───── Halaman ─────

Kornas JPPI Ubaid Matraji/dok
Tarif Liar Masuk Sekolah Meresahkan
JAKARTA – Pelaksanaan Penerimaan Peserta Didik Baru (PPDB) oleh sekolah Tahun Ajaran 2018/2019 masih diwarnai sejumlah pelanggaran. Jaringan Pemantau Pendidikan Indonesia (JPPI) mencatat, laporan terbanyak terkait tarif liar pendaftaran jenjang Sekolah Menengah Atas (SMA)/Sekolah Menengah Kejuruan (SMK) cukup meresahkan masyarakat.
“Ini bedanya PPDB 2018 dengan tahun sebelumnya. Tahun kemarin semua jenjang harus gratis dan diatur dalam Permendikbud,” ujar Koordinator Nasional JPPI Ubaid Matraji kepada HARIAN NASIONAL, Senin (2/7).

───── Cuplikan Data ─────

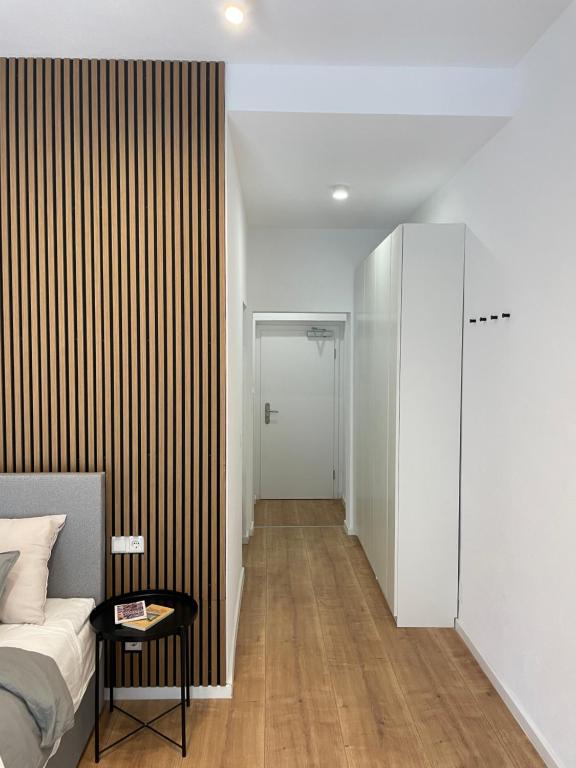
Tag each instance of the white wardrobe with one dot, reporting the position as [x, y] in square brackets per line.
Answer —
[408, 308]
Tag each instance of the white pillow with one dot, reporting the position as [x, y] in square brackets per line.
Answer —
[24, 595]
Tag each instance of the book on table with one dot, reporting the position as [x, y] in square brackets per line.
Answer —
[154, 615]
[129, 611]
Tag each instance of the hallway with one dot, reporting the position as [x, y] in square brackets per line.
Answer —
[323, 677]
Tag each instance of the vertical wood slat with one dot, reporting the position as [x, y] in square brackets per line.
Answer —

─────

Daftar Tugas:
1. Tentukan apakah setiap pernyataan berikut sesuai dengan berita tentang tarif liar masuk sekolah, lalu jawab ya atau tidak dan kutip kata-kata penentunya dari berita itu: (a) JPPI mencatat bahwa laporan terbanyak berkaitan dengan tarif liar pendaftaran jenjang SMA/SMK; (b) Ubaid Matraji menyampaikan keterangannya kepada HARIAN NASIONAL pada hari Selasa; (c) pada tahun sebelumnya semua jenjang harus gratis.
2. Ubah baris-baris dalam daftar, dari baris yang memuat "Tag each instance of the book" sampai akhir daftar, dengan mengganti "one dot" menjadi "a single point" tanpa mengubah bagian lain. Tuliskan hanya baris-baris tersebut.
Berita tentang tarif liar masuk sekolah dan daftar di atas diambil dari sumber yang berbeda.

Jawaban Tertulis:
1.
(a) Ya: "laporan terbanyak terkait tarif liar pendaftaran jenjang Sekolah Menengah Atas (SMA)/Sekolah Menengah Kejuruan (SMK)".
(b) Tidak: "Senin (2/7)".
(c) Ya: "Tahun kemarin semua jenjang harus gratis dan diatur dalam Permendikbud".

2.
Tag each instance of the book on table with a single point, reporting the position as [x, y] in square brackets per line.
Answer —
[154, 615]
[129, 611]
Tag each instance of the hallway with a single point, reporting the position as [x, y] in square brackets per line.
Answer —
[323, 677]
Tag each instance of the vertical wood slat with a single point, reporting the position as [x, y] in square brackets per line.
Answer —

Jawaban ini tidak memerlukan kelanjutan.